Information given:
-- -- --
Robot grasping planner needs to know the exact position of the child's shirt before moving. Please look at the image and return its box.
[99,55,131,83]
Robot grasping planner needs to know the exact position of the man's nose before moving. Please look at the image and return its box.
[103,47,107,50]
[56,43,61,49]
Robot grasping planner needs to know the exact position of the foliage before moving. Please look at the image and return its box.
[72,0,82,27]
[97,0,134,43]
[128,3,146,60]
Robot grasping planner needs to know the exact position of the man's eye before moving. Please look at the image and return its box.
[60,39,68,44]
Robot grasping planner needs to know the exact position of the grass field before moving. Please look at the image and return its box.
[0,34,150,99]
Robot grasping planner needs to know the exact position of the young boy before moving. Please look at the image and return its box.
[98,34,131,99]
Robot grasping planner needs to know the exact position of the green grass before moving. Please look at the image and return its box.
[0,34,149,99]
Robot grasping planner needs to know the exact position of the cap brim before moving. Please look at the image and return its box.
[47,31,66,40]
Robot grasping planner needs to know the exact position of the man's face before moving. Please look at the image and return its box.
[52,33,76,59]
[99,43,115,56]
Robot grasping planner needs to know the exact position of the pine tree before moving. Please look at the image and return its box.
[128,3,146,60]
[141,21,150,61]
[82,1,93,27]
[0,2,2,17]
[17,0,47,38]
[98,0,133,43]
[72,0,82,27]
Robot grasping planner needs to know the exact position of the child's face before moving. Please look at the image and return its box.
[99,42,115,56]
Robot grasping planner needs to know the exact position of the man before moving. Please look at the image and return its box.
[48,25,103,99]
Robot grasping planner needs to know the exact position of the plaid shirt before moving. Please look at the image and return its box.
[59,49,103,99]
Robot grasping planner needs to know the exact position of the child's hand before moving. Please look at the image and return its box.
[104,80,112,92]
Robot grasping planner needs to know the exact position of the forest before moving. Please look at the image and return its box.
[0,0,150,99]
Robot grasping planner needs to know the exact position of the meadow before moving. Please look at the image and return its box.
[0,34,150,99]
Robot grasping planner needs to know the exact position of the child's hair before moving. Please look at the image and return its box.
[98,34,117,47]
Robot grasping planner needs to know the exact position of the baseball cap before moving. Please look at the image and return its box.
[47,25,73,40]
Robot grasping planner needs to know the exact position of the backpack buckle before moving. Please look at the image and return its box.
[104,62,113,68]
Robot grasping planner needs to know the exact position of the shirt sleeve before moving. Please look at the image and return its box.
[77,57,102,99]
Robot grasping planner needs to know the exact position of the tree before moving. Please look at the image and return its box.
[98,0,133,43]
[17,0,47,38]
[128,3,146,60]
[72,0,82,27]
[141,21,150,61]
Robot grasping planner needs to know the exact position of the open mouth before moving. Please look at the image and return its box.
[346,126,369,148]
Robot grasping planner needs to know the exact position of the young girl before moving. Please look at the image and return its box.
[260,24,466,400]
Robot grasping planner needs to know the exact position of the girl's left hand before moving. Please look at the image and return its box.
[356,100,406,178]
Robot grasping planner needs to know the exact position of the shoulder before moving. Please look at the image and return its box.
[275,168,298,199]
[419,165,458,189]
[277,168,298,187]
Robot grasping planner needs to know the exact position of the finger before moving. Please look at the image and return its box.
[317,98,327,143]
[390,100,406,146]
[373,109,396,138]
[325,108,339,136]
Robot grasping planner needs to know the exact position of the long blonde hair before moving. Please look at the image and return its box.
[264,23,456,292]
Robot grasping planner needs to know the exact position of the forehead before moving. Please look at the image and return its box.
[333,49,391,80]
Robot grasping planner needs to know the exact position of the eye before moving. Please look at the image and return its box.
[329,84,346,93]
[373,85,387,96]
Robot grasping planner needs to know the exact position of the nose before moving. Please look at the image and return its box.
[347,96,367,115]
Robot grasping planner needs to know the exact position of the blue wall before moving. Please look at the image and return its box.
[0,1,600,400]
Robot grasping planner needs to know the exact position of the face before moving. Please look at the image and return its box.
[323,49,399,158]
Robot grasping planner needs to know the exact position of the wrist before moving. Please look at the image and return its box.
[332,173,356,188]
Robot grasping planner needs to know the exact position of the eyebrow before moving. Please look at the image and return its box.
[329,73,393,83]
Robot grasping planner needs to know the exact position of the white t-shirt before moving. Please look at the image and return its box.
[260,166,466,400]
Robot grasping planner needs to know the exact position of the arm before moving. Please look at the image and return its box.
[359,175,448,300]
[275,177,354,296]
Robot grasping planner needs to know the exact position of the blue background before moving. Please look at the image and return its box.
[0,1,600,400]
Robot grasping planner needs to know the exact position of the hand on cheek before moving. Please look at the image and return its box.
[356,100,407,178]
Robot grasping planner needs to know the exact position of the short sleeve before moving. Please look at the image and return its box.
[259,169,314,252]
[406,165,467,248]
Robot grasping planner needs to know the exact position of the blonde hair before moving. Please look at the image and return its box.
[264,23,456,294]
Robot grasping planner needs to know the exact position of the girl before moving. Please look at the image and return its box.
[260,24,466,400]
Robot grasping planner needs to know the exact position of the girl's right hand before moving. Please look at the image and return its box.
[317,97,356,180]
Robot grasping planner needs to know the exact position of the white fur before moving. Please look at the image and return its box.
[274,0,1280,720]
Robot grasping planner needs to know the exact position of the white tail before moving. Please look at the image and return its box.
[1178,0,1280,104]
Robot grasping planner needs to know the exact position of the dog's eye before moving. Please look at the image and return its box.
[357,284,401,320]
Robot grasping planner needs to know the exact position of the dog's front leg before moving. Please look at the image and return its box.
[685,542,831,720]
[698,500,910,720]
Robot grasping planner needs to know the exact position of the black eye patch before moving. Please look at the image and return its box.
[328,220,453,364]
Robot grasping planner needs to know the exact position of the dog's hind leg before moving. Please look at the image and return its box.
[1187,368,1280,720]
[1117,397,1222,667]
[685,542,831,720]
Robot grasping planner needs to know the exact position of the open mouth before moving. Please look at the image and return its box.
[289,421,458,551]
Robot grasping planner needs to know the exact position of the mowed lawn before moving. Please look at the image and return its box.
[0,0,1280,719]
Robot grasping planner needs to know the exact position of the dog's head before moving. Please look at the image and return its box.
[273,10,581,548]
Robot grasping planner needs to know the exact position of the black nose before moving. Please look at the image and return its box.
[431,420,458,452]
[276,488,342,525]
-- -- --
Task: Pull out every line of the material above and reproduce each one word for word, in the same order.

Full solution:
Robot grasping planner needs to know the exact position of the child's shirt before moving. Please look at the image and return its box.
[99,55,131,83]
Robot grasping planner needs to know the exact position of the man's nose before moving. Please look at the image and return its box.
[103,47,107,50]
[56,43,61,49]
Robot grasping planner needs to know the exact position of the foliage before moving. Please look at the image and return its box.
[72,0,82,27]
[97,0,134,43]
[128,3,146,60]
Robot grasping planner needs to know the exact position of the man's eye before moving. Please look at the image and return its box.
[60,39,68,44]
Robot grasping planner needs to know the exact position of the grass field before moving. Please look at the image and return its box.
[0,34,150,99]
Robot grasping planner needs to know the exact position of the young boy before moving. Please look at the image and return its box.
[98,34,131,99]
Robot grasping planner needs to know the exact position of the green grass before moving. Please look at the image and return its box.
[0,34,149,99]
Robot grasping planner needs to know the exact position of the cap brim before moving. Please look at the image and return its box.
[47,31,66,40]
Robot grasping planner needs to know the exact position of the man's face before moving. Please look at the image and return its box.
[52,33,76,59]
[99,43,115,56]
Robot grasping planner needs to know the exact position of the pine tree before moving. Please look at the image and return its box.
[128,3,146,60]
[141,21,150,61]
[82,1,93,27]
[0,2,2,17]
[17,0,47,38]
[98,0,133,43]
[72,0,82,27]
Robot grasping planner needs to know the exact position of the child's face before moving. Please look at the image and return its box.
[99,42,115,56]
Robot grasping planner needs to know the exact position of the man before moving. Please look at the image and return its box.
[48,25,103,99]
Robot grasping planner needs to know the exact position of the plaid shirt before moving. Please look at the image and return its box.
[59,49,103,99]
Robot grasping planner needs to know the exact position of the child's hand before moving. Please look at the image and return its box.
[104,80,112,92]
Robot grasping planner needs to know the exact position of the forest before moving. Please look at the image and return its box.
[0,0,150,99]
Robot grasping planner needs to know the exact position of the meadow before moving. Please look at the image and return its box.
[0,34,150,99]
Robot grasping planner needs to know the exact position of the child's hair before moving. Please look at the image and return its box.
[98,34,117,47]
Robot grasping planner needs to know the exact position of the baseball cap before moving. Please look at the image and return its box.
[47,25,73,40]
Robot grasping planner needs to know the exact position of the backpack buckle before moving. Please look at the image and return its box.
[104,62,113,68]
Robot grasping planner needs to know the exact position of the shirt sleeve before moving. Please look at the image and return its box.
[77,57,102,99]
Robot grasping planner needs to know the exact position of the tree before moving. Please look at the image and return its box.
[98,0,133,43]
[17,0,47,38]
[128,3,146,60]
[72,0,82,27]
[141,21,150,61]
Robot grasping planner needs to know the exact position of the open mouth before moving. Please look at the image and return its box.
[346,126,369,148]
Robot grasping planner needs to know the exact position of the young girl before moving. Please look at the image and return its box.
[260,24,466,400]
Robot grasping planner needs to know the exact position of the girl's left hand before moving. Please look at the image and return its box.
[356,100,406,178]
Robot grasping planner needs to know the exact position of the shoulder before moving. Please look at the image and return its box.
[275,168,298,199]
[419,165,458,189]
[277,168,298,187]
Robot grasping planner needs to know the exact position of the finger before moving. Please look at the image and return its box.
[317,98,327,143]
[390,100,406,146]
[373,109,396,138]
[325,108,339,136]
Robot grasping planner needs to know the exact position of the long blonde hair before moving. Please look at the image and return its box.
[264,23,456,292]
Robot grasping planner needs to know the exact position of the forehead before moving. Please look at the image and return its box.
[333,49,391,80]
Robot grasping planner needs to know the exact position of the eye before moving. Please look at the image and return its box.
[329,84,346,93]
[373,85,387,96]
Robot grasping planner needs to know the exact position of the nose before moving. Please look at the image and return its box.
[347,96,367,115]
Robot grasping planner needs to know the exact position of the blue wall before moving. Please look at the image and return its box.
[0,1,600,400]
Robot grasping planner needs to know the exact position of the face before moving. Please look at the image and return its box.
[323,49,399,158]
Robot grasping planner needs to know the exact position of the wrist before moving. Please look at the image and return its box.
[332,173,356,188]
Robot grasping planner needs to know the exact position of the eyebrow before moving. Please look at the image and return its box.
[329,73,393,83]
Robot grasping planner needs to know the exact position of the white t-shirt before moving. Please look at the image and return its box.
[260,166,466,400]
Robot grasping planner needs to know the exact position of the arm before moving. Please look at the image and return its box.
[359,175,448,300]
[275,177,354,296]
Robot grasping planner needs to know the exact position of the blue background before moving. Please look at the image and return its box.
[0,1,600,400]
Robot grasping planner needs to know the exact position of the hand on cheek before moving. Please look at the image and return its box.
[356,100,407,178]
Robot grasping planner needs to know the exact position of the short sleeve before moving. Please look at the image and return its box.
[259,169,314,252]
[406,165,467,248]
Robot grasping planner needs to know the exact position of the blonde hair before moving. Please look at the image and return its box.
[264,23,456,294]
Robot grasping planner needs to know the exact position of the girl before moving. Please look at the image and return its box.
[260,24,466,400]
Robot grasping planner needs to know the exact position of the girl's right hand before moving. Please look at the image and return its box.
[317,97,356,180]
Robot grasping planner needs to know the exact position of the white fur before moving. Please look at the image and return its box.
[274,0,1280,720]
Robot grasping planner needs to know the exact position of the white tail before moving. Please look at the image and return its box.
[1178,0,1280,104]
Robot grasping planner needs to know the exact position of the dog's eye before moving. Please look at the image and return its box.
[357,284,401,320]
Robot grasping planner needs to know the exact position of the dog's front leg before moving. Please look at the image and return its box.
[685,542,831,720]
[698,500,910,720]
Robot grasping planner needs to know the exact position of the black eye patch before moving. Please look at the image and return its box.
[328,220,453,364]
Robot grasping planner needs to know the exact position of the dog's hind leg before moving. Please look at the image and return its box.
[1187,368,1280,720]
[1117,397,1222,667]
[685,542,831,720]
Robot grasping planner needs to know the exact position of the open mouth before moving. Please look at the image and return its box.
[289,421,458,551]
Robot grasping planner needs to know the exact position of the mowed lawn before moving. Please look at the image and return its box.
[0,0,1280,719]
Robot grasping planner needs to know the exact position of the dog's head before moving. Please look at the image and return its box.
[273,10,581,548]
Robot grasping planner needs to know the exact position of the black nose before moving. Please look at the image and return its box.
[431,420,458,452]
[276,488,342,525]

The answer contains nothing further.